━━━━━ DOCUMENT SEGMENT

Canceled Swine Flu pandemic raises serious financial, political, and scientific questions

It's official, the Swine Flu scare is over.  When the World Health Organization (WHO) downgraded H1N1 from pandemic status on Tuesday, critics said this move should have come long ago when it was determined that the disease was less severe than the common flu. 

A list of flu advisors released by the WHO is now raising further concerns about the organization’s roll in overhyping the illness and pandering to vaccine manufacturers. 

Once predicted to be in the millions, the official death toll reached 18,449 as of last week, leading WHO Director-General Margaret Chan to claim that swine flu has “largely run its course.” She added, "This pandemic has turned out to be much more fortunate than what we feared a little over a year ago."  On average, about 36,000 people die from seasonal flu each year in the United States alone. 

Since the outbreak began in April of 2009, the WHO has received at least $170 million from member states. This money has funded vaccination programs even after many European legislators repeatedly claimed the WHO was overstating the severity of Swine Flu to boost pharmaceutical profit.  Taxpayers shouldered the brunt of the financial burden as billions of dollars have been spent by governments to purchase vaccines, most of which have gone to waste

But, skeptics of the Swine Flu scare are asking why WHO officials declared a level six pandemic last June when questions arose about the high likelihood of unverified diagnoses, with many doctors misreporting common flu symptoms as being caused by the H1N1 strain.

━━━━━━━━━━
━━━━━ DATA EXCERPTS

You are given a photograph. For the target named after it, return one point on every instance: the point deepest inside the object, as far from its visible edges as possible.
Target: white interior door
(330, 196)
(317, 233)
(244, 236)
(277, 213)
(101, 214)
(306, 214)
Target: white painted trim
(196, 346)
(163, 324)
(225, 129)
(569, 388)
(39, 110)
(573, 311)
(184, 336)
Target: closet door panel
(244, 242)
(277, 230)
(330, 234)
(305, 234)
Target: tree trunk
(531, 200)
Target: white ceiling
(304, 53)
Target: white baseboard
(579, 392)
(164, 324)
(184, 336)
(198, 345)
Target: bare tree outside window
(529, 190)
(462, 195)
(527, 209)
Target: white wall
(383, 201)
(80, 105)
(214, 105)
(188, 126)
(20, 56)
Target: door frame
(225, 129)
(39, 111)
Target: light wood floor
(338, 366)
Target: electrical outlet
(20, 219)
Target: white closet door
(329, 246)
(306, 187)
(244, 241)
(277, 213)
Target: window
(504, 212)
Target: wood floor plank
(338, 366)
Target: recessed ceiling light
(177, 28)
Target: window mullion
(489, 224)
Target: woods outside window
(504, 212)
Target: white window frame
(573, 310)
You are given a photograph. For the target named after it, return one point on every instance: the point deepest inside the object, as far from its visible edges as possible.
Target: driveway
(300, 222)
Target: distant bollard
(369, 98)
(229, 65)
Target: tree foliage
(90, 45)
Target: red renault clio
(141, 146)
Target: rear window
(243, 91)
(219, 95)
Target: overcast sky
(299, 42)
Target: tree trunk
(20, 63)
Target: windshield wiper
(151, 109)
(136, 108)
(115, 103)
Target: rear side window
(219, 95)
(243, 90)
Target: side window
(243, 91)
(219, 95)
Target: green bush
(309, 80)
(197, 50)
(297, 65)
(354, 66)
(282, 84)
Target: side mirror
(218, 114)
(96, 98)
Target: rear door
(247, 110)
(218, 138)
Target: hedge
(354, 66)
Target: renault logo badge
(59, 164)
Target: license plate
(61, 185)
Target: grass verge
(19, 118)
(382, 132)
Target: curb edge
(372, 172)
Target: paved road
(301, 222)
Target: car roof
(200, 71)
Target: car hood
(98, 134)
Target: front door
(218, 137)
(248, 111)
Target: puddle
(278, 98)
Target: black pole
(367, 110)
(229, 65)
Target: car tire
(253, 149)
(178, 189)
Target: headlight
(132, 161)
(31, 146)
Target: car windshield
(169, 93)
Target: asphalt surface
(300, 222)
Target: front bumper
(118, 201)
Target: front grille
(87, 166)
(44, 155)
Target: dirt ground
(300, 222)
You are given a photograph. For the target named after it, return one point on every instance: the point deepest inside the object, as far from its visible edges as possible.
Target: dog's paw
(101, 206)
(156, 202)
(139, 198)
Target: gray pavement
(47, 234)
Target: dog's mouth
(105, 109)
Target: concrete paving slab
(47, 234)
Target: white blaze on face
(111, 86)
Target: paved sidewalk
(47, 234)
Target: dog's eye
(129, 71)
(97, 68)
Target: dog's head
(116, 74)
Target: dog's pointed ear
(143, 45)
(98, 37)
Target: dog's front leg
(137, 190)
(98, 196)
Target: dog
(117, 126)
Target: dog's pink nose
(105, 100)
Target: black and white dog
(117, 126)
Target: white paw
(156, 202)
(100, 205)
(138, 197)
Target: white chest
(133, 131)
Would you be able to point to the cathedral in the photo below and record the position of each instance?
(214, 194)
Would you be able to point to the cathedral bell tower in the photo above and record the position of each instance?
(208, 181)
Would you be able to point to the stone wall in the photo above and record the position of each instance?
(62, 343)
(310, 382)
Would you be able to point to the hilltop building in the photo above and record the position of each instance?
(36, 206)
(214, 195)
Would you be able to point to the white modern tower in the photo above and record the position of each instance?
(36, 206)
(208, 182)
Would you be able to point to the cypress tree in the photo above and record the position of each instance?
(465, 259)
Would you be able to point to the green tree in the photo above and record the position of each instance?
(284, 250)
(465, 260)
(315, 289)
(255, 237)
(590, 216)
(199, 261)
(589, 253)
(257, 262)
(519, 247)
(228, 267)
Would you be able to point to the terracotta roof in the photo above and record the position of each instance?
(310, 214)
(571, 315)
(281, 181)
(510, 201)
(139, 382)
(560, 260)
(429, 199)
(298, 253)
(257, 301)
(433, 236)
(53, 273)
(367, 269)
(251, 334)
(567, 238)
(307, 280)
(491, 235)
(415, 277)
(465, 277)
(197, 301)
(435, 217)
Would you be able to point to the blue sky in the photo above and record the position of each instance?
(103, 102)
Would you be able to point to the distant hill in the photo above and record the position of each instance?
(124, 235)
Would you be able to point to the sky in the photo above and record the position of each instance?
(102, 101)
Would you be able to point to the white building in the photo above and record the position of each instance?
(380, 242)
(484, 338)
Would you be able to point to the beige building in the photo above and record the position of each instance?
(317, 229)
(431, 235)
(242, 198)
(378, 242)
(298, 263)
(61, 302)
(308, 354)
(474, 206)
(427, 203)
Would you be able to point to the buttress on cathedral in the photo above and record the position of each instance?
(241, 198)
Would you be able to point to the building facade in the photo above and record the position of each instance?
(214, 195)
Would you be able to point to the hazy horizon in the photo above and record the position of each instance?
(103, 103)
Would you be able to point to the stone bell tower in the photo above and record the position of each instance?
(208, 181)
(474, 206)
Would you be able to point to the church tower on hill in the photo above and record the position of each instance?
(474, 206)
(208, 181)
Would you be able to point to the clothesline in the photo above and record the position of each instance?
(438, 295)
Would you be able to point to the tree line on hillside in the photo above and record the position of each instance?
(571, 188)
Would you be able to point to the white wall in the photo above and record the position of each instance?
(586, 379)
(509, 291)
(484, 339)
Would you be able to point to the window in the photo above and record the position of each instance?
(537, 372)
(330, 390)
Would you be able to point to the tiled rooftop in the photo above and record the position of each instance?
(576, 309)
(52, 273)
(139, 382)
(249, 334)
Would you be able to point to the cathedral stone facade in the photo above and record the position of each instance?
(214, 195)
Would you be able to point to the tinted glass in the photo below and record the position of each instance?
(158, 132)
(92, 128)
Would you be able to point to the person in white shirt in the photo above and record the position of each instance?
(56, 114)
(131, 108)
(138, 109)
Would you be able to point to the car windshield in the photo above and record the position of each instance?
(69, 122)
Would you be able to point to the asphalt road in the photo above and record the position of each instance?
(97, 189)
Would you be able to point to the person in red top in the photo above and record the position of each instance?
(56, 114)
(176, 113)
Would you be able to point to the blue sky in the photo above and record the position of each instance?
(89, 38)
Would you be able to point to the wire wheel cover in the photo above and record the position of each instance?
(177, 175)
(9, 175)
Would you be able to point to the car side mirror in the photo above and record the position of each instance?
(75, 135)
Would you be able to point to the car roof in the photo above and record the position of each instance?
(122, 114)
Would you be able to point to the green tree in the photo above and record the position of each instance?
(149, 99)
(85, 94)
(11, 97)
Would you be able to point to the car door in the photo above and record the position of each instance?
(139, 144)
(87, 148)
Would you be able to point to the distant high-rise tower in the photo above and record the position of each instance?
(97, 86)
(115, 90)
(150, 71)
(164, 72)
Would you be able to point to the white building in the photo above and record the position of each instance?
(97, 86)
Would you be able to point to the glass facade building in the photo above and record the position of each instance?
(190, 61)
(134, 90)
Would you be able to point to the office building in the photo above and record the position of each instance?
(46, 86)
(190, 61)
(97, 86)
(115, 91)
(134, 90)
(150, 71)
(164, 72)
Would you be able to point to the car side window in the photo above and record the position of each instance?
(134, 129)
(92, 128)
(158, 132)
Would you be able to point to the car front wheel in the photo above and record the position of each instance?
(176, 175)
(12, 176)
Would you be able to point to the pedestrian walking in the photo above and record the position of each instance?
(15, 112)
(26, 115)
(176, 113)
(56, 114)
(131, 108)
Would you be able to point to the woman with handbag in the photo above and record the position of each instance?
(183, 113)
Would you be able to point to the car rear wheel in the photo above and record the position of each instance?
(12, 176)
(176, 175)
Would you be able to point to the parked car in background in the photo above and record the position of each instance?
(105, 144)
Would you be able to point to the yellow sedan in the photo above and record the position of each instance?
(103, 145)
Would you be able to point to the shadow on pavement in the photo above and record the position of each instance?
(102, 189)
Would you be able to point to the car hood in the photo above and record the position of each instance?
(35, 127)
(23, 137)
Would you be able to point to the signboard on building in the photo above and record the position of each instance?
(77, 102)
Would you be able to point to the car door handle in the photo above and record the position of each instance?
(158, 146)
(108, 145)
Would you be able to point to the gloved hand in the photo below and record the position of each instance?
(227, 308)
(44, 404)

━━━━━━━━━━

In the swine flu article, what was the official death toll as of last week?

18,449